Rapping Resistance

Raise n shout Bangladesh! Raise n shout Bangladesh!
Who bleeds on the streets? Raise n shout Bangladesh!
Raise n shout Bangladesh! Raise n shout Bangladesh!
Who’s shot in the streets? Raise n shout Bangladesh! 1

Montréal protest gathering © Moinak Banerjee

The iterative hook in the rap song আওয়াজ উডা বাংলাদেশ (Awaaz Uda Bangladesh), translated here as “Raise n shout Bangladesh,” became an anthem of cultural resistance during the most recent socio-political crisis in Bangladesh.2 Hannan Hossain Shimul, the writer and singer, was arrested on July 25, 2024 soon after the song was released on worldwide streaming platforms. 

Hannan is one among many young singers and songwriters who deployed their music to participate in a nation-wide student movement. This movement turned into a mass rebellion against the Bangladesh government when the police and political cadres of the ruling party repeatedly resorted to violence in order to suppress it. A growing public outcry finally led to the removal of Sheikh Hasina from her role as the Prime Minister of the country. Hasina fled the country with her family members, while those who had been arrested for speaking up against her regime, like Hannan, were released. 

In a recent interview, Hannan testified that he was unaware of the impact his song was having on the young protestors who played a significant role in overturning what a majority of the population considered an increasingly autocratic government.3 However, Awaaz Uda Bangladesh is neither the only rap song to emerge from student protests nor the first protest rap from this region. Why did it then turn into an anthem of the recent student movements? Why did a hip-hop artist suddenly become a threat who had to be arrested in order to be silenced? What is it about rap as poetry, music, and performance art that continues to remain a form of dissent despite the fact that some of its populist formations in South Asia have become dominant modes of celebrating affluence, misogyny, and jingoistic regionalism?

A counter-legacy of blood

The student protests in Bangladesh began in June 2024 as a form of demonstration against the country’s quota system. This system reserved 30% of all civil service jobs for descendants of freedom fighters who participated in the 1971 Liberation War.4 At the end of the war, Bangladesh ceased to be the eastern part of Pakistan and became an independent nation-state. But the seeds of liberation movement had been laid as early as 1948, when erstwhile students of Dhaka University called a general strike to oppose the Pakistani government’s omission of the Bengali language from official use. Marginalization of Bengali exposed the racial discrimination perpetrated by the ruling class in Pakistan along linguistic lines. Their attempt to forcefully impose Urdu as the official language of the nation-state would alienate millions of native Bengali speakers and limit their social mobility.

• [WORK TO DO]
1. According to the article on protest rap, on what date was Hannan Hossain Shimul arrested?
2. Based on the article on protest rap, answer yes or no for each statement and quote the deciding words: (a) The quota system reserved 30% of all civil service jobs for descendants of freedom fighters. (b) Hannan said he knew what effect his song was having on young protestors. (c) The student protests in Bangladesh began in June 2024.
3. Reproduce the passage of the article on protest rap between "Rapping Resistance" and "worldwide streaming platforms.", inclusive.

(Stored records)
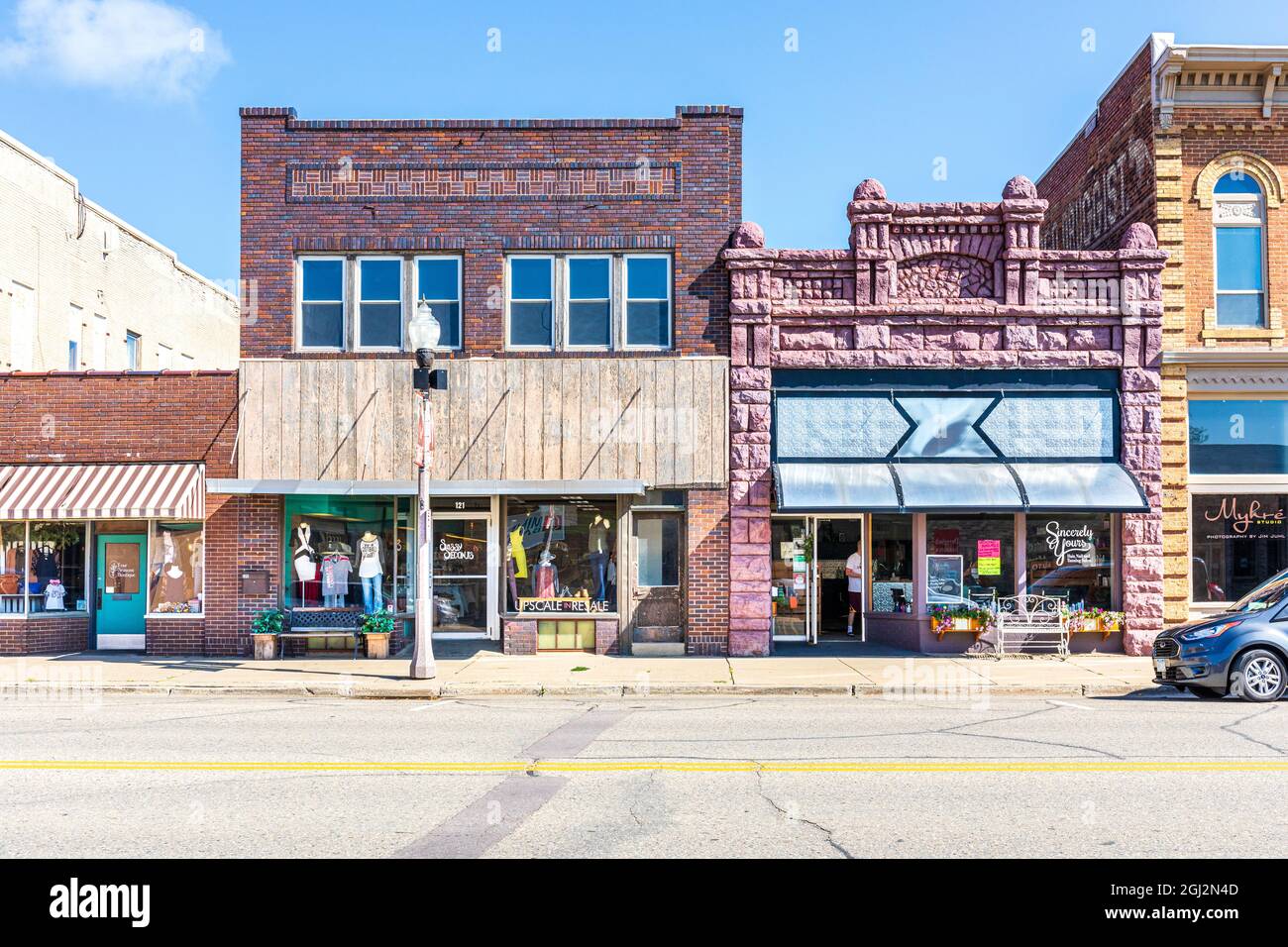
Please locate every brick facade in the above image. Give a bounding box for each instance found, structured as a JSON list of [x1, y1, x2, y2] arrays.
[[725, 177, 1166, 655], [1038, 35, 1288, 624], [686, 489, 729, 655], [0, 371, 237, 476], [241, 106, 742, 359], [0, 614, 89, 655]]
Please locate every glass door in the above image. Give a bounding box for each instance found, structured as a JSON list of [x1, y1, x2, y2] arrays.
[[769, 517, 812, 642], [429, 513, 494, 638], [810, 515, 868, 643]]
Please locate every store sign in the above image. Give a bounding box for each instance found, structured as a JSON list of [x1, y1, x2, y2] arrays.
[[926, 556, 962, 604], [1046, 519, 1096, 566], [975, 540, 1002, 576], [519, 598, 609, 614], [438, 536, 476, 562], [1203, 496, 1285, 539]]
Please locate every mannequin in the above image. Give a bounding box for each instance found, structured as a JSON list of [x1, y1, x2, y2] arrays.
[[358, 530, 385, 614], [295, 523, 318, 582], [322, 543, 353, 608], [588, 513, 610, 601], [532, 517, 559, 598]]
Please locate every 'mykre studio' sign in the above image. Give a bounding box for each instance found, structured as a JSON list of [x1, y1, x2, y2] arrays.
[[519, 598, 608, 614]]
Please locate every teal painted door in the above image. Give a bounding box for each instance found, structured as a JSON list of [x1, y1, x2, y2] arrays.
[[94, 533, 147, 650]]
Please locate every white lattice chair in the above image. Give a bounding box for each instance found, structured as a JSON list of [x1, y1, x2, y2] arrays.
[[997, 595, 1069, 655]]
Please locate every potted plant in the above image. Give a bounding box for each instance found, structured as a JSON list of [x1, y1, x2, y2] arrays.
[[358, 612, 394, 657], [250, 608, 282, 661]]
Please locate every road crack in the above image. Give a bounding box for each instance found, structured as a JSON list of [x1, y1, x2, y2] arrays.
[[755, 763, 854, 860]]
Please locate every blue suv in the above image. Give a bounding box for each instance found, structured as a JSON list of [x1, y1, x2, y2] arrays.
[[1154, 570, 1288, 703]]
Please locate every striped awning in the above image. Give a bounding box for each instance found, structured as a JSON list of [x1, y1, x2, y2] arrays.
[[0, 464, 206, 520]]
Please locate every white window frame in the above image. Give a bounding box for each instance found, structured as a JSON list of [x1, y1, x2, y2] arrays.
[[1212, 181, 1270, 329], [125, 329, 143, 371], [295, 254, 349, 352], [411, 254, 463, 352], [353, 254, 407, 352], [505, 254, 561, 352], [558, 254, 619, 352], [621, 254, 675, 352]]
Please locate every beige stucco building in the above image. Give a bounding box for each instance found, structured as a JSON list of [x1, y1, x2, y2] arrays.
[[0, 125, 239, 371]]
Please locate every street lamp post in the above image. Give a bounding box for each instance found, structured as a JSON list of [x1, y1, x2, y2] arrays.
[[407, 299, 442, 681]]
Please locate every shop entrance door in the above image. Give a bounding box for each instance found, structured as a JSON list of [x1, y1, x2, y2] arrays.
[[94, 533, 147, 651], [810, 515, 868, 643], [429, 513, 497, 638]]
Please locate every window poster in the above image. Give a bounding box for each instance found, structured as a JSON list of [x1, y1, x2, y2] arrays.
[[926, 554, 962, 604], [975, 540, 1002, 576]]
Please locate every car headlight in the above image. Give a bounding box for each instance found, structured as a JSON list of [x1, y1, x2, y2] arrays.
[[1181, 618, 1243, 642]]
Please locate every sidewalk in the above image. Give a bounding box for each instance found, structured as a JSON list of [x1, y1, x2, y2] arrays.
[[0, 644, 1154, 699]]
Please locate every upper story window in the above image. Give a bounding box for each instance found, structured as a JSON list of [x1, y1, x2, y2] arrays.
[[125, 333, 143, 371], [412, 257, 463, 349], [357, 257, 403, 352], [1212, 170, 1266, 327], [506, 254, 671, 351], [295, 256, 461, 352], [626, 257, 671, 348], [297, 257, 345, 349]]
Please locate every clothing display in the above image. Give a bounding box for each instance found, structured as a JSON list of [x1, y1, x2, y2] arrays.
[[161, 566, 188, 601], [360, 573, 385, 614], [358, 532, 385, 579], [46, 579, 67, 612], [322, 553, 353, 608], [295, 523, 318, 582]]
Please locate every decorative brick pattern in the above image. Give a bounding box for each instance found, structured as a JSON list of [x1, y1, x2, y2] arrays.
[[241, 107, 742, 359], [286, 158, 680, 204]]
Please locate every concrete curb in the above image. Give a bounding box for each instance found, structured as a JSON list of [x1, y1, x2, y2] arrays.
[[0, 682, 1171, 702]]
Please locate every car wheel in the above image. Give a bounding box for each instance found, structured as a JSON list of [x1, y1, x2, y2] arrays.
[[1231, 648, 1288, 703], [1190, 684, 1225, 701]]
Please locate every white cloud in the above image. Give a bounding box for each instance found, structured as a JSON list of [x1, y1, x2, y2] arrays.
[[0, 0, 229, 99]]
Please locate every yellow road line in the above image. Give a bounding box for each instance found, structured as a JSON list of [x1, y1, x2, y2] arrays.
[[0, 760, 1288, 775]]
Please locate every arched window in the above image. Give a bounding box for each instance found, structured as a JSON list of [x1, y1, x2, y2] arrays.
[[1212, 170, 1266, 327]]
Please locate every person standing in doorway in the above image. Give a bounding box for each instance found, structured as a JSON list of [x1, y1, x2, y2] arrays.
[[845, 539, 863, 638]]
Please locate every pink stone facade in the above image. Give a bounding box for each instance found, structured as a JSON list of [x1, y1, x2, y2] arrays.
[[724, 177, 1167, 656]]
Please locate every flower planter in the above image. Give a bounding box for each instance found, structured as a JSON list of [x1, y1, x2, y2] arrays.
[[252, 635, 277, 661]]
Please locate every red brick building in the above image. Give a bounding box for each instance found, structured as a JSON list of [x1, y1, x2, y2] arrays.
[[1038, 34, 1288, 633]]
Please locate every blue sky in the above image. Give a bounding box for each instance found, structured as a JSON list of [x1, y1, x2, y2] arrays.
[[0, 0, 1288, 279]]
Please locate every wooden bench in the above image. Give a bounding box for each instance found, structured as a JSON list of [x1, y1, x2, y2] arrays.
[[277, 608, 362, 660], [997, 595, 1069, 655]]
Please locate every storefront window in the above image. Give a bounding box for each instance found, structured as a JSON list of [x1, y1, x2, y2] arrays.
[[872, 515, 913, 612], [926, 514, 1015, 604], [1190, 493, 1288, 601], [1025, 513, 1113, 608], [1190, 399, 1288, 474], [29, 523, 87, 612], [635, 515, 680, 588], [283, 496, 413, 613], [0, 523, 27, 614], [505, 497, 617, 613], [149, 523, 205, 614]]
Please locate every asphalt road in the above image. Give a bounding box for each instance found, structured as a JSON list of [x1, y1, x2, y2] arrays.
[[0, 695, 1288, 858]]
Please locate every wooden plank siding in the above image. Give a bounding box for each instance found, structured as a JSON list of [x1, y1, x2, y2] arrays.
[[239, 357, 729, 487]]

• [FULL ANSWERS]
1. He was arrested on July 25, 2024.

2.
(a) Yes: "This system reserved 30% of all civil service jobs for descendants of freedom fighters who participated in the 1971 Liberation War."
(b) No: "Hannan testified that he was unaware of the impact his song was having on the young protestors"
(c) Yes: "The student protests in Bangladesh began in June 2024"

3.
Rapping Resistance

Raise n shout Bangladesh! Raise n shout Bangladesh!
Who bleeds on the streets? Raise n shout Bangladesh!
Raise n shout Bangladesh! Raise n shout Bangladesh!
Who’s shot in the streets? Raise n shout Bangladesh! 1

Montréal protest gathering © Moinak Banerjee

The iterative hook in the rap song আওয়াজ উডা বাংলাদেশ (Awaaz Uda Bangladesh), translated here as “Raise n shout Bangladesh,” became an anthem of cultural resistance during the most recent socio-political crisis in Bangladesh.2 Hannan Hossain Shimul, the writer and singer, was arrested on July 25, 2024 soon after the song was released on worldwide streaming platforms.